Problem to work on: Show every line below that contains the string "Target", matching case exactly.

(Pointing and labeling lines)
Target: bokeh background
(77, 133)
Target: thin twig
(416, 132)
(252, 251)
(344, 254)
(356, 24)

Written solution:
Target: bokeh background
Target: thin twig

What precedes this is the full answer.